TASK REQUIREMENTS: Substitute "survey record" for "field log" throughout the material below, from its start through the line containing "point(654, 264)", inclusive, and leave everything else unchanged. Omit the pictures from your answer.

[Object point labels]

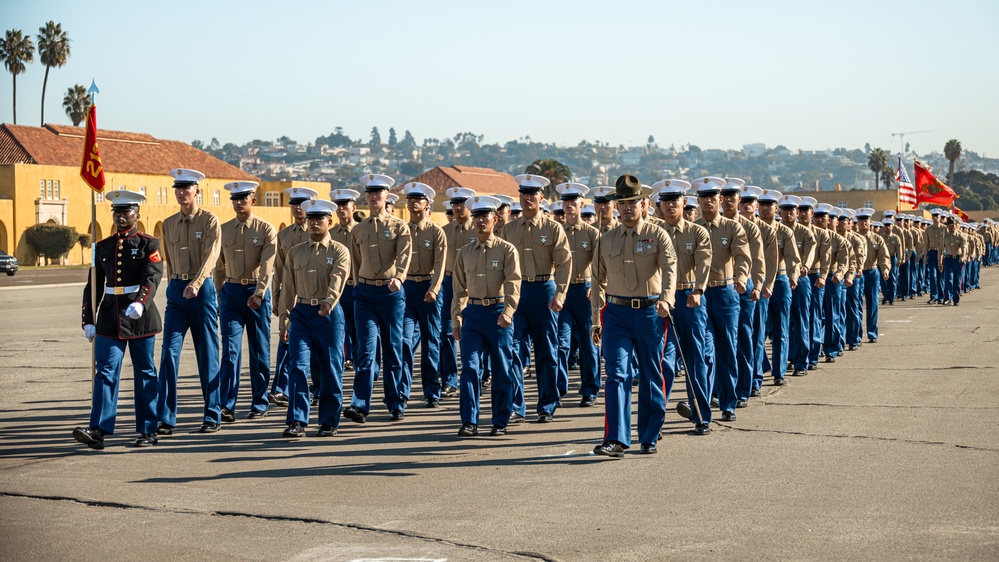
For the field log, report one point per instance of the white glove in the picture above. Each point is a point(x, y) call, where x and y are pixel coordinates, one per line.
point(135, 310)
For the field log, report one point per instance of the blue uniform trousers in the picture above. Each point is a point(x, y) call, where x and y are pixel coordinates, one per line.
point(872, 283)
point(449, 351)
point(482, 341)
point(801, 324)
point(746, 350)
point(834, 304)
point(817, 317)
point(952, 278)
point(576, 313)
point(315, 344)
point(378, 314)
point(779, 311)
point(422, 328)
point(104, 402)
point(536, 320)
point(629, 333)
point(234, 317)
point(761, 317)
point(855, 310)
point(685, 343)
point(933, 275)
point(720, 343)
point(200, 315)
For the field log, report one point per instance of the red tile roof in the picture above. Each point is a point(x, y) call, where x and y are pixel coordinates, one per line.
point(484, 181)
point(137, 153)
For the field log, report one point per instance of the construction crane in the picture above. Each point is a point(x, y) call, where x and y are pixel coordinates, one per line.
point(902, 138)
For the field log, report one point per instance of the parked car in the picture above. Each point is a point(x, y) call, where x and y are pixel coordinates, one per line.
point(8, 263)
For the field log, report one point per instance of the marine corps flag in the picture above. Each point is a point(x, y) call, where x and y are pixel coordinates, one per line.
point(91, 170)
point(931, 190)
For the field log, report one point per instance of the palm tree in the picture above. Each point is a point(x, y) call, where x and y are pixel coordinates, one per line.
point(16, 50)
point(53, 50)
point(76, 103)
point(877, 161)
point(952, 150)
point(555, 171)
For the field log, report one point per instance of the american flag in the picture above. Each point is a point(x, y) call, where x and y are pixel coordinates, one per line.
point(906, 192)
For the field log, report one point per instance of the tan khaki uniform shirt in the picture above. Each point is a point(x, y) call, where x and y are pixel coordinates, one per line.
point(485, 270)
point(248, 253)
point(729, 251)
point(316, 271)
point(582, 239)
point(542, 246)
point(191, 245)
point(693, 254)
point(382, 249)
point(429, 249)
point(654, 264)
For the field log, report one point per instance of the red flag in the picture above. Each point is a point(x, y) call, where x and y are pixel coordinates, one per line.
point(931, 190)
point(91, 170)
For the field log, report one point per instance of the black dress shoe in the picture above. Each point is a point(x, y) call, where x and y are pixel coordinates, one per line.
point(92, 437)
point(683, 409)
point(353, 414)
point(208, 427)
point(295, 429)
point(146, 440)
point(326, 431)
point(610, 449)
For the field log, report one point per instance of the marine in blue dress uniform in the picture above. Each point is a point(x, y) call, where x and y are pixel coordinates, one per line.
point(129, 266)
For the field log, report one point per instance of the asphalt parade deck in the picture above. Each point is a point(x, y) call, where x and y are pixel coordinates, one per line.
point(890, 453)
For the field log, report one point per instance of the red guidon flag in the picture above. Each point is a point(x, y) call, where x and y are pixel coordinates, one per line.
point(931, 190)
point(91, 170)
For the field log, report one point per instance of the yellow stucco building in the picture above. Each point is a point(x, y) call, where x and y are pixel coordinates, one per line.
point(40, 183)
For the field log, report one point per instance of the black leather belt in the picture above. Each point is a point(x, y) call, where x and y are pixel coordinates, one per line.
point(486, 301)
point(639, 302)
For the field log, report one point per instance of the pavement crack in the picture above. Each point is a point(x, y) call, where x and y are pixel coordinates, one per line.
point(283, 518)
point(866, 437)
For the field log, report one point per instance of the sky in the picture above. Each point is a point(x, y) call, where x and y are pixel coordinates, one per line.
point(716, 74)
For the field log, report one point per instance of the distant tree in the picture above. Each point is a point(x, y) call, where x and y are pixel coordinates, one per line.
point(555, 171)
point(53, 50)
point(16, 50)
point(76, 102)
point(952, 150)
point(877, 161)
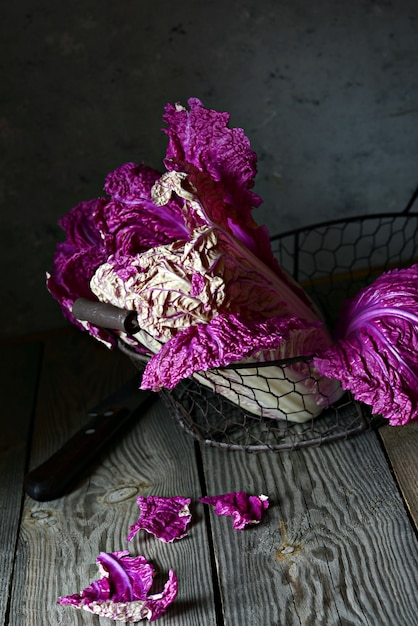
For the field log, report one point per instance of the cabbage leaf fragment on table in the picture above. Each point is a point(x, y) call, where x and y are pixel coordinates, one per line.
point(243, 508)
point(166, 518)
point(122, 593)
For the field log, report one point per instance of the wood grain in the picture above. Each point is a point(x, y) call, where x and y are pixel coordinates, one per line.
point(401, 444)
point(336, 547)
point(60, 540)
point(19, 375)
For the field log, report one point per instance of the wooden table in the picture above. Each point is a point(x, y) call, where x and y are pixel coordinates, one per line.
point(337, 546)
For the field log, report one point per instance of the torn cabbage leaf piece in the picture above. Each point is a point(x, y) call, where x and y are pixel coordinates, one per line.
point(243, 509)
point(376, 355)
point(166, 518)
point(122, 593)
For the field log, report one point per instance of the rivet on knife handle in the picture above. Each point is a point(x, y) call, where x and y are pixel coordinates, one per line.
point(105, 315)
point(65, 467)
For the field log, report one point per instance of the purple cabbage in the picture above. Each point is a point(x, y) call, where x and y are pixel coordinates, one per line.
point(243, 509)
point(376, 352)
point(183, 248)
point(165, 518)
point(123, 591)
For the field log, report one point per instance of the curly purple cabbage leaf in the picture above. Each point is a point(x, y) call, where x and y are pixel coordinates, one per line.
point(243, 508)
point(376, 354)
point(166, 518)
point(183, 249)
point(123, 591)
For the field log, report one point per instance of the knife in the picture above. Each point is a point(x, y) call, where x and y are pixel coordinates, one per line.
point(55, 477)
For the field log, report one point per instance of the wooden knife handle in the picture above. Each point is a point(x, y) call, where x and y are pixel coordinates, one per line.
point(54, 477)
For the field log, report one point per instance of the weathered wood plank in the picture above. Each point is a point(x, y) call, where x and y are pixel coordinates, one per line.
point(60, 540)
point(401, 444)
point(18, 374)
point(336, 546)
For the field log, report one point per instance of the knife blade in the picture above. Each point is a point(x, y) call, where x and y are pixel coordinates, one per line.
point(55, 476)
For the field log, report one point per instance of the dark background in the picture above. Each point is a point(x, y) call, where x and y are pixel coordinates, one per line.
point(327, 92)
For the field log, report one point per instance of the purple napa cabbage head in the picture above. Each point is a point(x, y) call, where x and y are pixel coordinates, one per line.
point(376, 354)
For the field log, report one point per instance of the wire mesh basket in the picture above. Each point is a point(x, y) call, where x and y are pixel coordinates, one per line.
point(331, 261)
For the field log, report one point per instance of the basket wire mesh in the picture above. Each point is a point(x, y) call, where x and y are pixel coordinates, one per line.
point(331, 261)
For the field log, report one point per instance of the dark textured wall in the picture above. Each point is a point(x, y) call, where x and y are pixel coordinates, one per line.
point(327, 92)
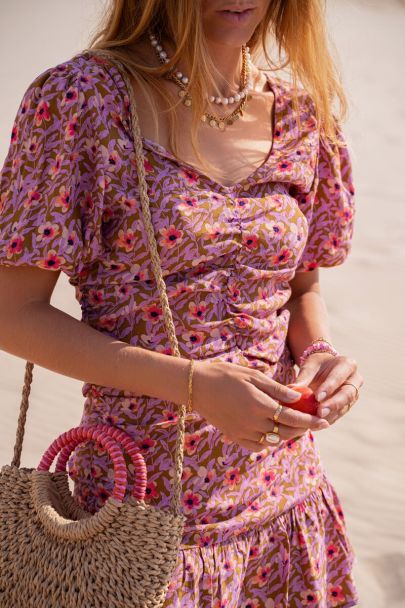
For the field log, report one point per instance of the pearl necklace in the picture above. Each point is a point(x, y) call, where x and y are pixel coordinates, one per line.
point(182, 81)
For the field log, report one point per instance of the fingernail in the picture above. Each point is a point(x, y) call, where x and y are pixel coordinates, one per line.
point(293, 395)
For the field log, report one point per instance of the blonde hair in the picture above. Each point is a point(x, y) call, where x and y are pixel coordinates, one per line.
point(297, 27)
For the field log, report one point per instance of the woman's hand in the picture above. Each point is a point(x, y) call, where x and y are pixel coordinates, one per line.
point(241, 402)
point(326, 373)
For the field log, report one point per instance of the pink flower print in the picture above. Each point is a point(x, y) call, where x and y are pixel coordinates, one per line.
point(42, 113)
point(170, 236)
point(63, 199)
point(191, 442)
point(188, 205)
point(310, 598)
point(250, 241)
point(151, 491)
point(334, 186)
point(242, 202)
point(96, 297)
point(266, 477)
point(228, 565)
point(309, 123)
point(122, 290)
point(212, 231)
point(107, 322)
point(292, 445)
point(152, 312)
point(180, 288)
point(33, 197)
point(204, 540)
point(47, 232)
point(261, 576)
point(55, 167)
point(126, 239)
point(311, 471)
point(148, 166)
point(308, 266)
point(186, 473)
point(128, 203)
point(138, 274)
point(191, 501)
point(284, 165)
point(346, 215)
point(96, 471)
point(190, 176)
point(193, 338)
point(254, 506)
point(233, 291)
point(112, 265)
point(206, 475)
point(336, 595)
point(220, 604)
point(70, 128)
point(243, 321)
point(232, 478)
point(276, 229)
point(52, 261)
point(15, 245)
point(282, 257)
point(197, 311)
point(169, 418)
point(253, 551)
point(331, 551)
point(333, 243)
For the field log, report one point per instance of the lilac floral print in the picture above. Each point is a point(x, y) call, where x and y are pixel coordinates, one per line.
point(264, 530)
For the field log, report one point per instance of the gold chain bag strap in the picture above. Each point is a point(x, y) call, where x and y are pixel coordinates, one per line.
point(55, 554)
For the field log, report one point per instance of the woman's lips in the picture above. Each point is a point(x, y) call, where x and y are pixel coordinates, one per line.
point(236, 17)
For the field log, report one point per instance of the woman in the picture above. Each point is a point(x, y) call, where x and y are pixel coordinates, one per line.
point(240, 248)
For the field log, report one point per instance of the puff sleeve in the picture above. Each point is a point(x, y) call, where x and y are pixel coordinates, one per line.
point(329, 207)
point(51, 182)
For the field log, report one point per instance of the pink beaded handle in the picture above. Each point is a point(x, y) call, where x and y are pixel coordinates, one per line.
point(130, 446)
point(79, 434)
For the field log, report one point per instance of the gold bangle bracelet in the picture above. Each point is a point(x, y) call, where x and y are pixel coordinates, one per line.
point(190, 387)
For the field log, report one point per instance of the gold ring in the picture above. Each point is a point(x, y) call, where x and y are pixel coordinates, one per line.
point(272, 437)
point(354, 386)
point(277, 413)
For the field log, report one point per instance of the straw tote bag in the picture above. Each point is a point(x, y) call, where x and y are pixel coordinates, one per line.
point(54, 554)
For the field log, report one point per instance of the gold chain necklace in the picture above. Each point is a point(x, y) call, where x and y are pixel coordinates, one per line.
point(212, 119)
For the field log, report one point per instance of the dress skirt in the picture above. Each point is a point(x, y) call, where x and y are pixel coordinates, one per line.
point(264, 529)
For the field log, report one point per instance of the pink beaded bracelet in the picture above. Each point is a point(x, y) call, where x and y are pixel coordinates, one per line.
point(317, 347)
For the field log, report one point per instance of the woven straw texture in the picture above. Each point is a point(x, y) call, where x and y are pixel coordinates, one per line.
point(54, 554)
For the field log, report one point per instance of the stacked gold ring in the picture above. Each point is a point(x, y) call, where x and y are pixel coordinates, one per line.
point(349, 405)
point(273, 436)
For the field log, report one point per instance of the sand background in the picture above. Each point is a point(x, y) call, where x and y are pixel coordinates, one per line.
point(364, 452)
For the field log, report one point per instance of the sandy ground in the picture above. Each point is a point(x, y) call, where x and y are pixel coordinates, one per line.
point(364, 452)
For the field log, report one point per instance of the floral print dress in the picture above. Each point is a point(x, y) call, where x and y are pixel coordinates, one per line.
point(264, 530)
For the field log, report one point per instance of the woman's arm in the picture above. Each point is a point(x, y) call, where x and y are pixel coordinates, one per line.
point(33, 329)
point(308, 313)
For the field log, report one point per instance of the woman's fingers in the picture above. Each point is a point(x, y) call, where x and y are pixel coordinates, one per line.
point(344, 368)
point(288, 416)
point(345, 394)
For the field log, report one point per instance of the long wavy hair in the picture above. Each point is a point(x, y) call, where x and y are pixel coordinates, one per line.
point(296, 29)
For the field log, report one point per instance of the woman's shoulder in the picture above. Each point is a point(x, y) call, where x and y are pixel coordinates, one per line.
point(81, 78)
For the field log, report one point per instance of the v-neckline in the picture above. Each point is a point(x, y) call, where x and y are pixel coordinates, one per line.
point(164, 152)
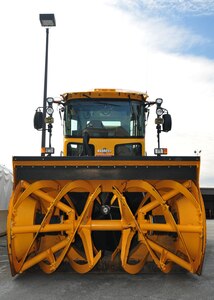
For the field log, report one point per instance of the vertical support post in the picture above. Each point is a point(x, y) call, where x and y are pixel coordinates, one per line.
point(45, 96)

RESPONSE FOR THIS EXERCISE:
For the survey record, report one point per instance of the white glove in the picture above. Each point is a point(x, y) call, where x and y are pixel coordinates, one per line.
point(135, 310)
For the survey record, report one point per instance of the blue uniform trousers in the picture above. Each point is a point(x, y) call, where x and y are pixel coordinates, one per line.
point(872, 283)
point(449, 351)
point(482, 341)
point(801, 324)
point(746, 350)
point(834, 304)
point(817, 317)
point(952, 278)
point(576, 313)
point(315, 344)
point(378, 314)
point(779, 311)
point(422, 328)
point(104, 402)
point(536, 320)
point(629, 333)
point(234, 317)
point(761, 317)
point(855, 310)
point(685, 343)
point(933, 275)
point(720, 343)
point(200, 315)
For the survey record, report one point per instance of the red tile roof in the picture above. Each point is a point(x, y) call, where x and y are pixel coordinates, one per line.
point(484, 181)
point(137, 153)
For the survey record, report one point per instance of the construction crane in the picture above. Each point is a point(x, y) call, where x and y are pixel coordinates, one per line.
point(902, 138)
For the survey record, report one point per instance of the parked car in the picture above. Each point is a point(x, y) call, where x and y are pixel coordinates, one per line.
point(8, 263)
For the survey record, report one point per instance of the marine corps flag in the picture above. Each point is a point(x, y) call, where x and y are pixel coordinates, one per line.
point(91, 170)
point(931, 190)
For the survey record, report one point per instance of the palm tree in the picture above. Each point is a point(x, y) call, where x and y are pixel coordinates, one per line.
point(16, 50)
point(53, 50)
point(76, 103)
point(877, 161)
point(952, 150)
point(555, 171)
For the survey record, report one point per instance of the american flag in the picture above. Each point is a point(x, y) call, where x and y are pixel coordinates, one per line.
point(906, 192)
For the survey record, report one point per instance of the tan khaki uniform shirt in the picture above. Each point is a point(x, y) call, where x and y are pixel coordinates, one per line.
point(485, 270)
point(248, 253)
point(729, 251)
point(316, 271)
point(582, 239)
point(542, 246)
point(191, 245)
point(693, 254)
point(382, 249)
point(429, 249)
point(654, 264)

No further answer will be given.